-- Start Document --

Bîrsan et al. 2023 - Mercury in cosmetic products
Bîrsan and colleagues measured mercury in cosmetic products and assessed exposure and health risk. The study is routeable for personal-care product evidence because it selected multiple cosmetic categories and directly measured mercury concentrations in products. It supports category-level cosmetics context without reproducing brand-level rankings.
Key numbers
- Product frame: six cosmetic categories with seven products per category, for 42 samples total (face creams, hand creams, cleansing milk, body lotions, foot creams, toothpaste). Samples coded S1 to S42 to anonymize brand identity. Country of manufacture: Poland (n = 22), France (7), Germany (6), USA (2), China (2), Italy (1), United Kingdom (1), Latvia (1).
- Mean total mercury by category (ng/g, mean / SD): face cream 1.6862 / 0.730; hand cream 1.3976 / 0.643; foot cream 1.0393 / 0.474; cleansing milk 1.0069 / 0.500; body cream 2.9420 / 2.672; toothpaste 26.6472 / 51.070.
- One toothpaste sample (S20, labelled “bio” but lacking the EU bio logo) contained 141.596 ng/g; a second “bio”-labelled toothpaste (S18) contained 19.2939 ng/g. These two products drive the high category mean and SD for toothpaste. All 42 samples remained below the EU cosmetics limit of 1 ppm (1000 ng/g); the paper’s body text describes the S20 toothpaste as exceeding “the limits allowed by the EU”, which is inconsistent with the 1 ppm limit cited in the table footer.

-- End Document --

> **Work instructions**:
A: From the mercury-in-cosmetics summary, list every cosmetic category that was sampled.
B: Check each statement against the mercury-in-cosmetics summary. For each one, answer yes or no and quote the words that decide it. (i) Every one of the 42 samples stayed under the EU cosmetics limit. (ii) The samples were identified by brand name. (iii) Twenty-two of the products were made in Poland.
C: Carry on writing the mercury-in-cosmetics summary from its final sentence.

-- Start Rows --

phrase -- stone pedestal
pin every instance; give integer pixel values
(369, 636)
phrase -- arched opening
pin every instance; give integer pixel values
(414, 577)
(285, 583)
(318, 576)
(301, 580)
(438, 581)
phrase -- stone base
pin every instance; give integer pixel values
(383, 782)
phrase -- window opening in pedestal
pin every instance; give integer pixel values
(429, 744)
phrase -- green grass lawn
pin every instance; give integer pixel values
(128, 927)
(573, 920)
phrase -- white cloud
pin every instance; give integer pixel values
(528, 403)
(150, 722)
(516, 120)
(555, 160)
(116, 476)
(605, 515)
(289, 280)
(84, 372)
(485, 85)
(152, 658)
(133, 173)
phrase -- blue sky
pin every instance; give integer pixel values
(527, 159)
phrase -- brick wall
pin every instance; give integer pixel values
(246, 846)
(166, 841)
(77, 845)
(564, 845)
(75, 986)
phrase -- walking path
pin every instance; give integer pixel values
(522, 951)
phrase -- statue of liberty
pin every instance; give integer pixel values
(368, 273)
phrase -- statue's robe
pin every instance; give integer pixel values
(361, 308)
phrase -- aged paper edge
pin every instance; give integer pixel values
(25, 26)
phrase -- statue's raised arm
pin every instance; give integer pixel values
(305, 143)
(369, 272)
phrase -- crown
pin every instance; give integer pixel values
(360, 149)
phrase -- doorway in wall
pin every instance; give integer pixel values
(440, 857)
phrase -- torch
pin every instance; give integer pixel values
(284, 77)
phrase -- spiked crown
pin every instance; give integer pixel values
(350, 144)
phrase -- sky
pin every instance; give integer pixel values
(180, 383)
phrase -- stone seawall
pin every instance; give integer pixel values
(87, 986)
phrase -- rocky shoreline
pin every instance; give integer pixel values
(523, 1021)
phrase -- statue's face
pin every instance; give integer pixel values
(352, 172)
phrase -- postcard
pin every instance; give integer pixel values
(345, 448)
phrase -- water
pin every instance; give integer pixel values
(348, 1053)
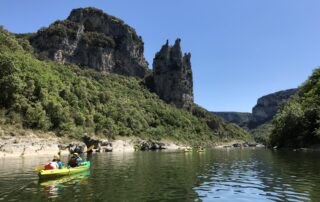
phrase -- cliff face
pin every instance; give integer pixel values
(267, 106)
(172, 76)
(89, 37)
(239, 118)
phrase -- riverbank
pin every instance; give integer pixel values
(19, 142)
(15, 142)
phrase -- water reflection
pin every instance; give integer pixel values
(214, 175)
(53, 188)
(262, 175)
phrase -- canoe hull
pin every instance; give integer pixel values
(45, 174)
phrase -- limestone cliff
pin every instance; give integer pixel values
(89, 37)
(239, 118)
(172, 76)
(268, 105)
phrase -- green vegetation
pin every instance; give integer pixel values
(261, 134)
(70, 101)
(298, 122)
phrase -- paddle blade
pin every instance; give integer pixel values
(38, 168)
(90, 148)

-- End Rows --
-- Start Rows --

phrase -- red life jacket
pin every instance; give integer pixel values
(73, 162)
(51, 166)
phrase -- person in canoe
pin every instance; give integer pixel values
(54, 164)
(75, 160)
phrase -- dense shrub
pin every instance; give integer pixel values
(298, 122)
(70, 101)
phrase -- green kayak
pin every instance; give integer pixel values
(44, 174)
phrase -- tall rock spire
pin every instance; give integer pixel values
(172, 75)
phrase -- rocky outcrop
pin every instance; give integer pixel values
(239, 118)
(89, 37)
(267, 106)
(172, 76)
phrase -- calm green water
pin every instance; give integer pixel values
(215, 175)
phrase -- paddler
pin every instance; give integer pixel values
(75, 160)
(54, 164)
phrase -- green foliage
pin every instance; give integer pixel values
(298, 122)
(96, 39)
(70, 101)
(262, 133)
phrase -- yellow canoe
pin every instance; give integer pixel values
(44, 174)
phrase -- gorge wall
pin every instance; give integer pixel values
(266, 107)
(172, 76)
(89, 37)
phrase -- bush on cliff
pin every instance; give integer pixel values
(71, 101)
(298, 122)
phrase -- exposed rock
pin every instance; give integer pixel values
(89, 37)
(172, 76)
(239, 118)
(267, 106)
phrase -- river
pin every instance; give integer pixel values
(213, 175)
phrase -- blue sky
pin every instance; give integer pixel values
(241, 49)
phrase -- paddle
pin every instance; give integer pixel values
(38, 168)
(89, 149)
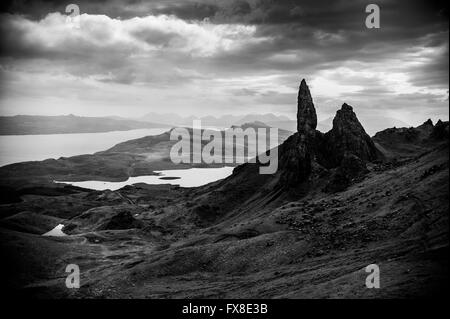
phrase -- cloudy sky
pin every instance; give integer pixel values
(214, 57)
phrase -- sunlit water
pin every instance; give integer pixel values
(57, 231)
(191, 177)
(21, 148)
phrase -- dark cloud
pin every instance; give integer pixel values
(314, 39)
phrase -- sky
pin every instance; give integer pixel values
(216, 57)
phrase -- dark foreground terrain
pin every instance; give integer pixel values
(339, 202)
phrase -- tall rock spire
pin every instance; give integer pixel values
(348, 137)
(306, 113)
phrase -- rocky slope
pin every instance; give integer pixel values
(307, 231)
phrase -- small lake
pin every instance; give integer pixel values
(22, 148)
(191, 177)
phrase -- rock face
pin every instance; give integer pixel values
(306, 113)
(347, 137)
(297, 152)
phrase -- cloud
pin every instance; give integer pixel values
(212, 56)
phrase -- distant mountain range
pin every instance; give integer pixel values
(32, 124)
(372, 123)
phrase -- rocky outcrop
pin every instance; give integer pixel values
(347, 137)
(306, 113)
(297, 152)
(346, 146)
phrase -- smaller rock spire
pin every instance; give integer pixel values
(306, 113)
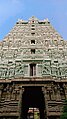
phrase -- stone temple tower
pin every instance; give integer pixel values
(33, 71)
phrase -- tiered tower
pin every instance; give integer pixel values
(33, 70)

-- End Rows --
-- Start Rows --

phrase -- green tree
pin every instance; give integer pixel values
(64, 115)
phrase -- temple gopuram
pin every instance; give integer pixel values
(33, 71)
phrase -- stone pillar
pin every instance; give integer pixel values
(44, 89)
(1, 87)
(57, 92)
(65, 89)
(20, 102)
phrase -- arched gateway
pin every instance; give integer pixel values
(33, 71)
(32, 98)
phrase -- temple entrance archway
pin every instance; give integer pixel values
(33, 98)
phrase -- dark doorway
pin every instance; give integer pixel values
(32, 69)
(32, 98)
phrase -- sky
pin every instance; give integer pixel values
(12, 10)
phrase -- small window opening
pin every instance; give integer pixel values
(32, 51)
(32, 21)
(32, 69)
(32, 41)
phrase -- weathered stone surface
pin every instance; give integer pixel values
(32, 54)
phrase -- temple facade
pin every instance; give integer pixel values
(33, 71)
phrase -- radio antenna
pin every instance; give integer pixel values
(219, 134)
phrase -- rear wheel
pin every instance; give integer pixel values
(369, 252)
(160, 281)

-- End Rows --

> **Answer set**:
A: Face creams, hand creams, cleansing milk, body lotions, foot creams, toothpaste

B:
(i) Yes: "All 42 samples remained below the EU cosmetics limit of 1 ppm (1000 ng/g)"
(ii) No: "Samples coded S1 to S42 to anonymize brand identity"
(iii) Yes: "Poland (n = 22)"

C:
- Modelled dermal exposure (Cressey formula, 4 % dermal absorption factor, 70 kg adult): 0.2474 ng Hg/kg body weight/day (≈ 468 ng/day absorbed across all categories); estimated yearly accumulation ≈ 480 ng Hg/kg body weight/year.
Methods (brief)
Total mercury was determined in each cosmetic sample using an AMA 254 Advanced Mercury Analyzer (Leco, Prague) atomic absorption spectrometer at 253.65 nm, based on amalgamation of mercury vapour without sample pretreatment or preconcentration. Each 0.02 g sample was dried and burned in an oxygen stream and measured in triplicate. Reported limit of detection 0.038 ng/L; relative standard deviation < 1.5 %. The paper reports total mercury only; inorganic and organic mercury species were not separated.
Implications
Certification: Supports personal-care mercury occurrence context across cosmetic categories, subject to category mapping.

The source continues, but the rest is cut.